Can an employer request an employee’s health insurance card? – Expert dilemmas and answers based on the NAIH guidelines


An increasingly pressing question for employers is whether they can ask employees whether they have been vaccinated, whether they can only allow vaccinated employees back to the office, or whether they can provide extra paid days off to those who have a health insurance card. Although the data protection authority has issued guidelines on the subject, the answer to most questions is still not clear.
According to the regulation, various service providers that are currently only open to those with a health insurance card – such as restaurants, hotels, gyms, cinemas – can only ask guests to show the card (or the mobile application), but they are expressly prohibited from any further data processing – i.e. recording or making a copy of the card data.
Persons with a protection card can therefore clearly enjoy certain benefits, but service providers are not entitled to process protection-related data. The question therefore arises as to whether the same applies to employers?
The National Authority for Data Protection and Freedom of Information (NAIH) has addressed this issue in a highly controversial and rather ambiguous guideline. The data protection authority concluded that employers can ask their employees whether they are protected against COVID-19, but only in very limited circumstances and only if certain conditions are met. While the guideline provides the necessary clarity on certain issues, much remains unclear, and the guideline itself emphasises that it applies mainly to employees in employment relationships and not to other legal relationships (e.g. those employed under a contract of employment). It also points to the need for a uniform, statutory approach to the issue.

■ ■ ■

- _WORK REQUEST 1_
Answer these from the article on employers and health insurance cards:
(a) Which kinds of service providers does it list as currently open only to card holders?
(b) What further data processing are those providers expressly prohibited from?
(c) Under what limits does the NAIH say employers may ask employees whether they are protected against COVID-19?
- _WORK REQUEST 2_
In the article on employers and health insurance cards, what leads to the question of whether the same rule applies to employers?
- _WORK REQUEST 3_
Continue the article on employers and health insurance cards from the point where it stops.

- _INPUT DATA_

■ ■ ■

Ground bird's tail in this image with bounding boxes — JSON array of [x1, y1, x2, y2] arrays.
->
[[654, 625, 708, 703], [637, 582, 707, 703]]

■ ■ ■

- _RESPONSE 1_
(a) Restaurants, hotels, gyms and cinemas.
(b) Recording the card data or making a copy of it.
(c) Only in very limited circumstances and only if certain conditions are met.

- _RESPONSE 2_
Card holders enjoy certain benefits, but service providers may only ask to see the card or the mobile application and are not entitled to process protection-related data. That limit on service providers raises the question of whether employers are bound the same way.

- _RESPONSE 3_
The NAIH made it clear that the processing of this type of health data of employees must be necessary and proportionate and based on a prior, well-documented, objective risk assessment. The existence of necessity must be assessed on a case-by-case basis and, according to the NAIH, only applies to certain high-risk occupations or groups of employees, such as hospital maintenance workers, social workers or employees who meet a lot of customers.
In these cases, knowing the protection status of employees can be crucial to avoid infection of employees, patients and customers. In contrast, the wording of the guidelines suggests that simple office work in most cases qualifies as low-risk work, where necessity can hardly be established.
The NAIH also stressed that data on protection may only be processed for the purpose of fulfilling the relevant employment law obligations, i.e. ensuring health and safety at work, and for work organisation purposes, in order to introduce specific measures. Such measures could include, for example, placing the workstation of the protected employee next to the workstation of the non-protected employee or providing permanent home working for non-protected employees.
This latter proposal is rather strange, as the management of the COVID-19 protection status of office workers – who are the only ones who can reasonably work from home – does not seem to be permissible in most cases under the NAIH guidelines. This calls into question whether office workers are by definition a low-risk group, or whether an objective risk assessment is conceivable that could support the management of protection data by the employer in their case as well.